▶ **Instruction**:
Can you reproduce word for word the passage of the EPA response on Herculaneum air quality starting with "Comment 3: The" and going on through "Doe Run company."?

▶ **Article**:
════════

Response to Comment 2: In the technical support document for the proposal, EPA stated that historical monitoring data show improvements in air quality in the area. This information was only included to provide a brief background of the Herculaneum area and is not part of the rationale for approval of the SIP. As stated in the response to the previous comment, EPA's basis for approval is that the SIP modeling and the control strategy based on the modeling show attainment of the standard and meet the applicable requirements of the CAA (the applicable requirements and EPA's analysis of how the SIP meets those requirements are set forth in the December 5, 2001, proposal at 66 FR 63206-63208). Ambient monitors located some distance from the plant show that air quality has generally improved over the years. However, the air does not meet Federal standards and the air emission controls required at the Herculaneum facility by the SIP will help further improve the air quality in the Herculaneum area. The modeling shows that the controls in the SIP will be adequate to achieve the lead standard.
Comment 3: The commenter stated that the Herculaneum community has a “healthy skepticism” of the current monitoring network because 7 of the 8 lead network monitors are operated by the Doe Run company.

════════

▶ **Extracted information**:
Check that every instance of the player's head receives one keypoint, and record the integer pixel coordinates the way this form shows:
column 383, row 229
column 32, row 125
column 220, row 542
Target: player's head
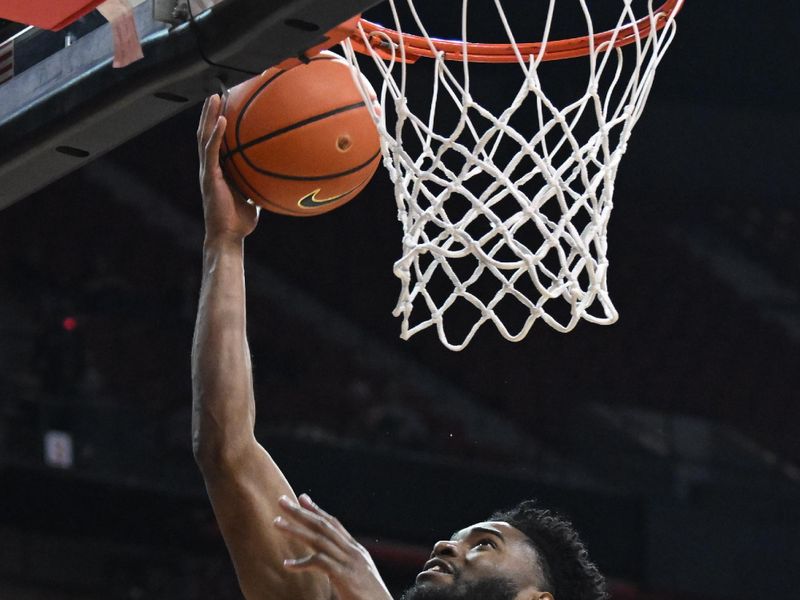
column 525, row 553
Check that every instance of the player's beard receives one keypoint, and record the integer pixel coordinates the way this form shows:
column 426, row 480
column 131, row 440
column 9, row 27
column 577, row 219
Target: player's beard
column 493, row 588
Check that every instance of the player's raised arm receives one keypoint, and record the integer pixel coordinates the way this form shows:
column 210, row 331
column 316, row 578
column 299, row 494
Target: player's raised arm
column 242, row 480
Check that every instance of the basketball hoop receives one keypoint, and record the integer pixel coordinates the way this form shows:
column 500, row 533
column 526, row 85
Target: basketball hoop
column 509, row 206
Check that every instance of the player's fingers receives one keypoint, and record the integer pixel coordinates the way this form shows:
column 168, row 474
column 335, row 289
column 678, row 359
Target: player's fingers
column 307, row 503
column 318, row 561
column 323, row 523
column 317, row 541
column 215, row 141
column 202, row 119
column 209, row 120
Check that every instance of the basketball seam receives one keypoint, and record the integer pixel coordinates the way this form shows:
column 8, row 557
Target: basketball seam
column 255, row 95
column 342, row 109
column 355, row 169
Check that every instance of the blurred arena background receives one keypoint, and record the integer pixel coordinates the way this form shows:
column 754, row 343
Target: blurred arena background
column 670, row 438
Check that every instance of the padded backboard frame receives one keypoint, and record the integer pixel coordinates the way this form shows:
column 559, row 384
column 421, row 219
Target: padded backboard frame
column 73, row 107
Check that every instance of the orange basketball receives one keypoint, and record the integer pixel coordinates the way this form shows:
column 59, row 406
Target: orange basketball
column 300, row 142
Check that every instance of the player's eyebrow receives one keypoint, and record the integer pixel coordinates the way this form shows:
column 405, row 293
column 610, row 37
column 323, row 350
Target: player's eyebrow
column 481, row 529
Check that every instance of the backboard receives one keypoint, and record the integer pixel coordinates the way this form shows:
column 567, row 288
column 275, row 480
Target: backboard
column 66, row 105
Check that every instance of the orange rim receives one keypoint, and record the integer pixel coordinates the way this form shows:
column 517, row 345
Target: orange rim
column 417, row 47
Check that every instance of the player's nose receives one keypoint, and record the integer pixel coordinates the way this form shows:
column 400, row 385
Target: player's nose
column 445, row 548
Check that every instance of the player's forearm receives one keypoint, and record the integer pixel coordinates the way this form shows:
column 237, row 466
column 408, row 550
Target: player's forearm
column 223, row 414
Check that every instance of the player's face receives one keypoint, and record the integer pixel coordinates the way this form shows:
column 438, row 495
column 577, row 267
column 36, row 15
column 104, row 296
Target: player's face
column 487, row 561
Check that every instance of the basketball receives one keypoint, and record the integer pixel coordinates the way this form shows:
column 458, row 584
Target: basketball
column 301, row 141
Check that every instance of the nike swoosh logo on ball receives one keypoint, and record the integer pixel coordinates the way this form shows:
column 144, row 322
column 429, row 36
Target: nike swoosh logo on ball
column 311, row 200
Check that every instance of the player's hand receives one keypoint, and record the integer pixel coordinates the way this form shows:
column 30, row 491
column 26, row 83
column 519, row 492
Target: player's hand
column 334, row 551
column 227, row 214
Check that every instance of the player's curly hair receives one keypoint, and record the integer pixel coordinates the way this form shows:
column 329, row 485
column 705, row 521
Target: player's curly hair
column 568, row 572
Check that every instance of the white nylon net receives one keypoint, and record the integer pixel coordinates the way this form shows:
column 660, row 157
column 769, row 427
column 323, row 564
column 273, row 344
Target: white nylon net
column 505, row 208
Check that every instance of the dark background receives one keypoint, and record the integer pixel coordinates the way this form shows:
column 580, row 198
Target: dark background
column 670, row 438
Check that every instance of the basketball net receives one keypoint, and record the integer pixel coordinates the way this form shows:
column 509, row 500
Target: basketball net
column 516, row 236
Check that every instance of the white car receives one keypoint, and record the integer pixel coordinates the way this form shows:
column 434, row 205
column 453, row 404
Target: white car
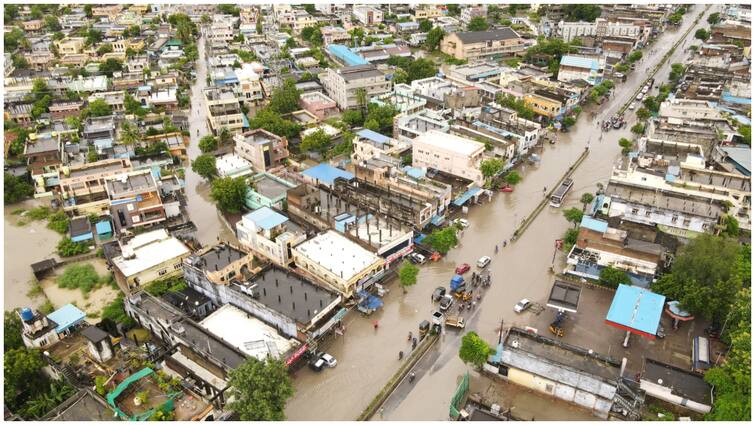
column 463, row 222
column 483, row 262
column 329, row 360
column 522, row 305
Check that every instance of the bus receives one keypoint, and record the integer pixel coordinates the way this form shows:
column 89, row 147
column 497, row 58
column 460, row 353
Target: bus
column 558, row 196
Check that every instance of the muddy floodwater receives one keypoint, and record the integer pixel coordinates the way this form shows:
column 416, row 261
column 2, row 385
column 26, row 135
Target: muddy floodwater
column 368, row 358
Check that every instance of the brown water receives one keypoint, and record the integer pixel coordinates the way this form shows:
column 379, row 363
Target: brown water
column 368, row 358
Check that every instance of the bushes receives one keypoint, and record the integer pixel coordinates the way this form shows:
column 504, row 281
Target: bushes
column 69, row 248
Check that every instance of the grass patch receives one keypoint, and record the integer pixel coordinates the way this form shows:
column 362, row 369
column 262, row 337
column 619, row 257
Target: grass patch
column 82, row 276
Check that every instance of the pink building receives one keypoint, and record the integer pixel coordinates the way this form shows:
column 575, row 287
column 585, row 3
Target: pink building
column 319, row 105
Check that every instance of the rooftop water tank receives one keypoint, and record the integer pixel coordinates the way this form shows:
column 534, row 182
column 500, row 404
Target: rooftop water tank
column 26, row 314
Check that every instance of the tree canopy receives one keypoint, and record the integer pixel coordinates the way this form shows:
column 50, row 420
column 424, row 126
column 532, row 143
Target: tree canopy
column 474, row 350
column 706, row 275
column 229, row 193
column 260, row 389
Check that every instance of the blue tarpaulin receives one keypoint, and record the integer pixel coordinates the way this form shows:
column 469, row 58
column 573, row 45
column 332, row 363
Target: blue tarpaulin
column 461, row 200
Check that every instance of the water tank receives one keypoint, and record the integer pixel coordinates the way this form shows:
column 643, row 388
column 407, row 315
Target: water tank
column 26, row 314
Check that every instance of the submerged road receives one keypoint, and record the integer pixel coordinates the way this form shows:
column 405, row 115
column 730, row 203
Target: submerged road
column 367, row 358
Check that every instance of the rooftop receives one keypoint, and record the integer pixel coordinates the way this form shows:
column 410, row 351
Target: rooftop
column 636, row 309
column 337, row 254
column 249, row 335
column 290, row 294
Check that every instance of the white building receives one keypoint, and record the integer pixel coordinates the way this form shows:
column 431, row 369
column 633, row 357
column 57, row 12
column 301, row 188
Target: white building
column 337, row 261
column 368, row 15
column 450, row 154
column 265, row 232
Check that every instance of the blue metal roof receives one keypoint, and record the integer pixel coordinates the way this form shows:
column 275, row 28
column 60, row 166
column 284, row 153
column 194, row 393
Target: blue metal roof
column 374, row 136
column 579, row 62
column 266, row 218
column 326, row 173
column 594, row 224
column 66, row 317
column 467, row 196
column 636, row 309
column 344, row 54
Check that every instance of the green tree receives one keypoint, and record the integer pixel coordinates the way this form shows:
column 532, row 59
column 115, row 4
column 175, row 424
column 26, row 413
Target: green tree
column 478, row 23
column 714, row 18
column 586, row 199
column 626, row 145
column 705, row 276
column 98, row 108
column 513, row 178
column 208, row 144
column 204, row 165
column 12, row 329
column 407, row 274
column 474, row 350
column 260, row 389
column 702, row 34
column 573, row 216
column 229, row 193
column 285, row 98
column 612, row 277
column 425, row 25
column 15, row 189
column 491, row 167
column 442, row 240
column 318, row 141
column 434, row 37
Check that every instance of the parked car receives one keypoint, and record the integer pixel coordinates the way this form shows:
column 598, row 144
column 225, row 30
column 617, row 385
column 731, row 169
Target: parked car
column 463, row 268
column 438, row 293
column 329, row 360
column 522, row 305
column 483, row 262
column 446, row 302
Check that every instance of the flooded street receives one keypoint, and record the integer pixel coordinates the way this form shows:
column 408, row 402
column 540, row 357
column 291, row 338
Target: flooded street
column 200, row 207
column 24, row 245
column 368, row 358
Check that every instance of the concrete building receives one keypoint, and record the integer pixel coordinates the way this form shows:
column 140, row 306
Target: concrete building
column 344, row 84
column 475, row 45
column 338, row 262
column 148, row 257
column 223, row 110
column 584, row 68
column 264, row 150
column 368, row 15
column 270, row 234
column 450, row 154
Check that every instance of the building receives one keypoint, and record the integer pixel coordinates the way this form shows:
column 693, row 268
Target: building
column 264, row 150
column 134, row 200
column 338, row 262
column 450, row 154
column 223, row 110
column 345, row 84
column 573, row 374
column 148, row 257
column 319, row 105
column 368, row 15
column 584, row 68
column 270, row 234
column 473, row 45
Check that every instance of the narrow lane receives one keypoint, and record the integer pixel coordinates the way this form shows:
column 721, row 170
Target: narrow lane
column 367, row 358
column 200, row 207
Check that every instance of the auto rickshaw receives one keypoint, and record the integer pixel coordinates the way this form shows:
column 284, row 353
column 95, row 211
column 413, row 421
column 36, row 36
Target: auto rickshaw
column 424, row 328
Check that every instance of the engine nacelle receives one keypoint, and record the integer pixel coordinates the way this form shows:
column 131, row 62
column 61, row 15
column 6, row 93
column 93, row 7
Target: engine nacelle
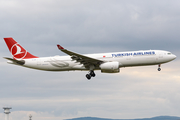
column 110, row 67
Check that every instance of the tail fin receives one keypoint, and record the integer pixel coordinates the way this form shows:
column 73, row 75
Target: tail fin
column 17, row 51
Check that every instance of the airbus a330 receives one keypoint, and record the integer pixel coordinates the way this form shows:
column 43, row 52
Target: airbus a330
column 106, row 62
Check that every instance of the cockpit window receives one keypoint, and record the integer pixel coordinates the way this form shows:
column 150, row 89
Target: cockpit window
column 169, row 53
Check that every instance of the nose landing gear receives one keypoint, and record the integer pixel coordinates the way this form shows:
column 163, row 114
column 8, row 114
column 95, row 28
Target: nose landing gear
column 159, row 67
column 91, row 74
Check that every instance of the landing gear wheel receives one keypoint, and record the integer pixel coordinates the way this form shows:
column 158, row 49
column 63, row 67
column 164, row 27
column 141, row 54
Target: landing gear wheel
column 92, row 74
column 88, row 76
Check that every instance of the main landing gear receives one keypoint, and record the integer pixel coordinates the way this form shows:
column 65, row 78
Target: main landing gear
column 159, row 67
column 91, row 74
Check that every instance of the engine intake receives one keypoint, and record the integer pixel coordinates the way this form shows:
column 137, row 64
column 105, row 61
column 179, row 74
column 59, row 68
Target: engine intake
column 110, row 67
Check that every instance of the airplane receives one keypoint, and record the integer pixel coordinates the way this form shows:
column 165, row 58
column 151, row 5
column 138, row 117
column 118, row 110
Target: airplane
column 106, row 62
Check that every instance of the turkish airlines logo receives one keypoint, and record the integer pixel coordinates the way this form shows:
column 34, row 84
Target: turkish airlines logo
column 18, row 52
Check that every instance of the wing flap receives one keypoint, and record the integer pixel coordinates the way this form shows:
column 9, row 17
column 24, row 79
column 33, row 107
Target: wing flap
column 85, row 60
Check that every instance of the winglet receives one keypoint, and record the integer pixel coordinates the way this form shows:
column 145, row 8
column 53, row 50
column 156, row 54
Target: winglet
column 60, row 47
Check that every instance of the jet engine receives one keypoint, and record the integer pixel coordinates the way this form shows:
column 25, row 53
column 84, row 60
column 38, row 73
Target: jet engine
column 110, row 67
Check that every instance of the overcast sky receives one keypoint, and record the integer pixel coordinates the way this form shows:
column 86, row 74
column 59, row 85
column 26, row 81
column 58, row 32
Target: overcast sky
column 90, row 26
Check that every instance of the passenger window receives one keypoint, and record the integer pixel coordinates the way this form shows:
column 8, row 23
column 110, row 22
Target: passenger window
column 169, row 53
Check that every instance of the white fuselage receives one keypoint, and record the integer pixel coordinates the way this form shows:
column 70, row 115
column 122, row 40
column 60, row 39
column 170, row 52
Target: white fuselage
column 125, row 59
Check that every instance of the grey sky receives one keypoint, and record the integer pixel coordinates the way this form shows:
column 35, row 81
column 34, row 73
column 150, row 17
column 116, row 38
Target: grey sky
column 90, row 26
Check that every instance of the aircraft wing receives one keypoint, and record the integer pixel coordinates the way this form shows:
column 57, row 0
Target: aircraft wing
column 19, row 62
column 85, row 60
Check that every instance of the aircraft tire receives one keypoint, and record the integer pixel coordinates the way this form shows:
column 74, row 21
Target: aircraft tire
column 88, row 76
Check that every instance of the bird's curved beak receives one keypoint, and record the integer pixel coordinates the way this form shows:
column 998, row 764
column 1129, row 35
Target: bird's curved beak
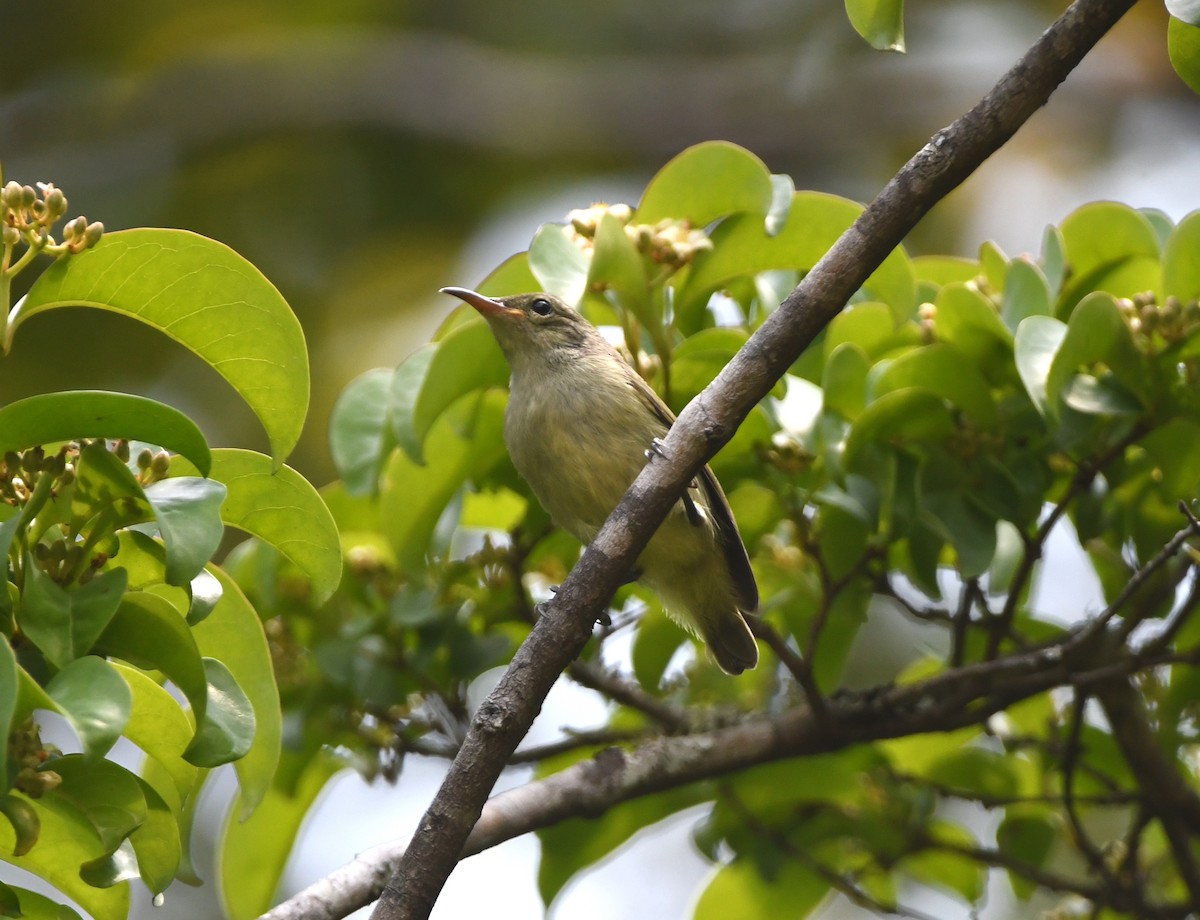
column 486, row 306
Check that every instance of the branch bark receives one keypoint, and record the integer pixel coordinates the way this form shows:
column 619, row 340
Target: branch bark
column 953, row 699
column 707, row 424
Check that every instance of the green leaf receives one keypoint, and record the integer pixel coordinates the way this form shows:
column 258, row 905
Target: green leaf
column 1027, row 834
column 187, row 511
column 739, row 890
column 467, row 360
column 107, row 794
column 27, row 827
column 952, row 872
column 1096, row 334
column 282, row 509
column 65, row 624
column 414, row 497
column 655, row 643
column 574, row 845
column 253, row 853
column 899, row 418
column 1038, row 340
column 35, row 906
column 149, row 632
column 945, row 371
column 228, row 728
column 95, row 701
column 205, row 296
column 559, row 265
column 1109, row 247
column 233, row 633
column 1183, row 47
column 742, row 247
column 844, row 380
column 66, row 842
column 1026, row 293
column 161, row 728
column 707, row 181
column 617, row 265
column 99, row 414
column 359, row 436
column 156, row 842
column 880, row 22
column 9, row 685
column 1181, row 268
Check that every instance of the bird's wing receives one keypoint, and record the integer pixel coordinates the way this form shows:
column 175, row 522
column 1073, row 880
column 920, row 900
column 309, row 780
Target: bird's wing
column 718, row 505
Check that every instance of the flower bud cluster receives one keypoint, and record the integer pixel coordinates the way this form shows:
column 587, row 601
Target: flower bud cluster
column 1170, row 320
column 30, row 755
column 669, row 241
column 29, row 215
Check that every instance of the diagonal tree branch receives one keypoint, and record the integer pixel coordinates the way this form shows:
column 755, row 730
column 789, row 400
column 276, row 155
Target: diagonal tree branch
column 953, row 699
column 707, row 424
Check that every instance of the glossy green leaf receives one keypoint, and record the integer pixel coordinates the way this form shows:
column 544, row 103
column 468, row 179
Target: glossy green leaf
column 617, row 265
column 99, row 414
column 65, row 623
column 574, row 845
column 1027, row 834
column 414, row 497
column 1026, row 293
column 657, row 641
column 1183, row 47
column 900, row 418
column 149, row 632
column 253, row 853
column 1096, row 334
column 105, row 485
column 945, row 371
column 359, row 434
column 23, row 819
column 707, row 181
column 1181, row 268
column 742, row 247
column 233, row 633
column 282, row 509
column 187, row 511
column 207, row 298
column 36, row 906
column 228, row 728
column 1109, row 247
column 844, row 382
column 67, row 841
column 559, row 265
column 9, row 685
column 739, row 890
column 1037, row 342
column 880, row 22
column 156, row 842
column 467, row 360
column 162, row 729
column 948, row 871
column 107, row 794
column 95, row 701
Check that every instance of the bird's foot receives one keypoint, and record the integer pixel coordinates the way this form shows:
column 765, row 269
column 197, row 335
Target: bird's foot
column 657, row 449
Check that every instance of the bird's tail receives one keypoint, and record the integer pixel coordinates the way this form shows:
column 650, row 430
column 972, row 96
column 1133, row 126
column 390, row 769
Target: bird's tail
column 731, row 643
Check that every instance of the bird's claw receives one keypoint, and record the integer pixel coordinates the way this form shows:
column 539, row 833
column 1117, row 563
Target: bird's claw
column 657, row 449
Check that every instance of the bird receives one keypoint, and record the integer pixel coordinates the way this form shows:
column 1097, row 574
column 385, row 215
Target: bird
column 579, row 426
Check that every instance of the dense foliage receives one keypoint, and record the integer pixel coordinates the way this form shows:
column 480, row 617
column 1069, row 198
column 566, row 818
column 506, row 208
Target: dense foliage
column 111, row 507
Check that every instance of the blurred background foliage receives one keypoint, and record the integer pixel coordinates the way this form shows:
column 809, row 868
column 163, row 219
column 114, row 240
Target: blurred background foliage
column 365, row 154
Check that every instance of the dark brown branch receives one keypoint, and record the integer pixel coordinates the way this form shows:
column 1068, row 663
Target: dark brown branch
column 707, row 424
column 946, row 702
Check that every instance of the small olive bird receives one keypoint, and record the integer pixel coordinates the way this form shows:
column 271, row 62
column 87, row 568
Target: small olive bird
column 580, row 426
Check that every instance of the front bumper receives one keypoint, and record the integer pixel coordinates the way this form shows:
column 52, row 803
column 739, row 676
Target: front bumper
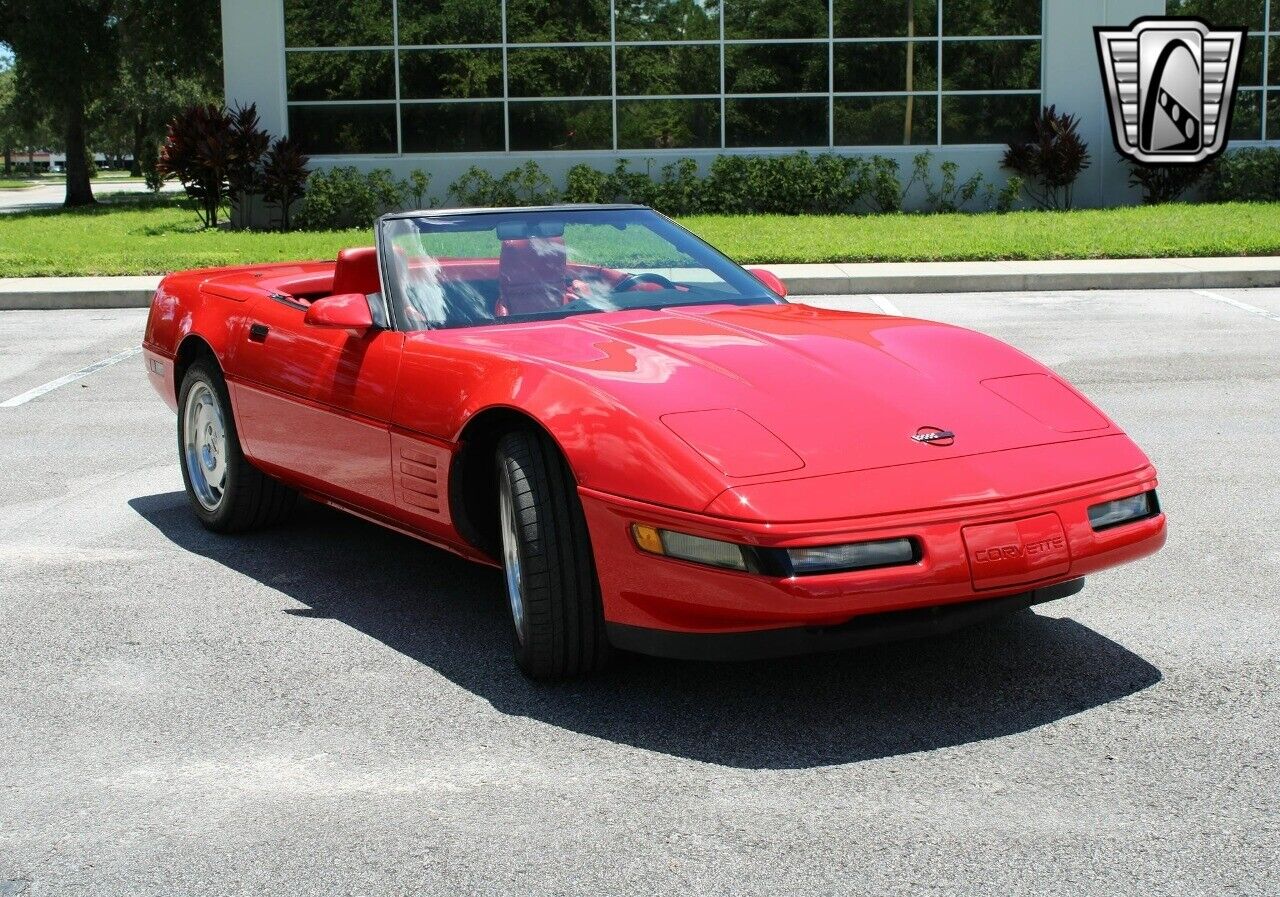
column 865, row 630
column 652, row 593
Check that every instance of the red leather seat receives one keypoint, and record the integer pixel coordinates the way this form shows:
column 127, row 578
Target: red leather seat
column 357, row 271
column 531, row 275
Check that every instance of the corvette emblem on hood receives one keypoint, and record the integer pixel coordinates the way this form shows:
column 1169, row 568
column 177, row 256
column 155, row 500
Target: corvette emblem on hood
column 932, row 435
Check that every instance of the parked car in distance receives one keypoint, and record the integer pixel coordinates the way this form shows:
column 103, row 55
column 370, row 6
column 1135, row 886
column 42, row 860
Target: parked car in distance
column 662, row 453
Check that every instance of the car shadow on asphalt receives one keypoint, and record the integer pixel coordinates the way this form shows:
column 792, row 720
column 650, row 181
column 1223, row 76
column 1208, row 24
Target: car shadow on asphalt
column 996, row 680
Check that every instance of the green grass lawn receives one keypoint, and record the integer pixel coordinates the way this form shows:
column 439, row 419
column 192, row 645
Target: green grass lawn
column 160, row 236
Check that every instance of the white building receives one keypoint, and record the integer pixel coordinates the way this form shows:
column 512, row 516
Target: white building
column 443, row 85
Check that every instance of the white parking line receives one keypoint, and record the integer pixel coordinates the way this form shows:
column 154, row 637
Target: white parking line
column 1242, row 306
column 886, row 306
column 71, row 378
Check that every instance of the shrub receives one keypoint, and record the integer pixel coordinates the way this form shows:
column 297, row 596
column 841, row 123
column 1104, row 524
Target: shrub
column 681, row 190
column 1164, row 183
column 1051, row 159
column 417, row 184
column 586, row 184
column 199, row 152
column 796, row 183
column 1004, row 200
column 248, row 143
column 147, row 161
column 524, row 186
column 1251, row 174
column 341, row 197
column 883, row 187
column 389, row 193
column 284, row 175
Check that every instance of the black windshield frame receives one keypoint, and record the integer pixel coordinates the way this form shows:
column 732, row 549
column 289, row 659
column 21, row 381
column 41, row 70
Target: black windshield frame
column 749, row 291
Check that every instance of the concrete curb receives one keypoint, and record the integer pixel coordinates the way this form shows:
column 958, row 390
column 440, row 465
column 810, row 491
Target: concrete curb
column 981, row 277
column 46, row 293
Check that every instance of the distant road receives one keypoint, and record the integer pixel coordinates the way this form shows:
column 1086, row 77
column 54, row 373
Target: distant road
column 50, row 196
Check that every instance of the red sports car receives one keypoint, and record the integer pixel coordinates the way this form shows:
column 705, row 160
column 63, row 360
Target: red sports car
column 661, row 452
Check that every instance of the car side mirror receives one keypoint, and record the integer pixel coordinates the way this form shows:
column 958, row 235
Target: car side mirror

════════

▶ **Solution**:
Comment 3: The commenter stated that the Herculaneum community has a “healthy skepticism” of the current monitoring network because 7 of the 8 lead network monitors are operated by the Doe Run company.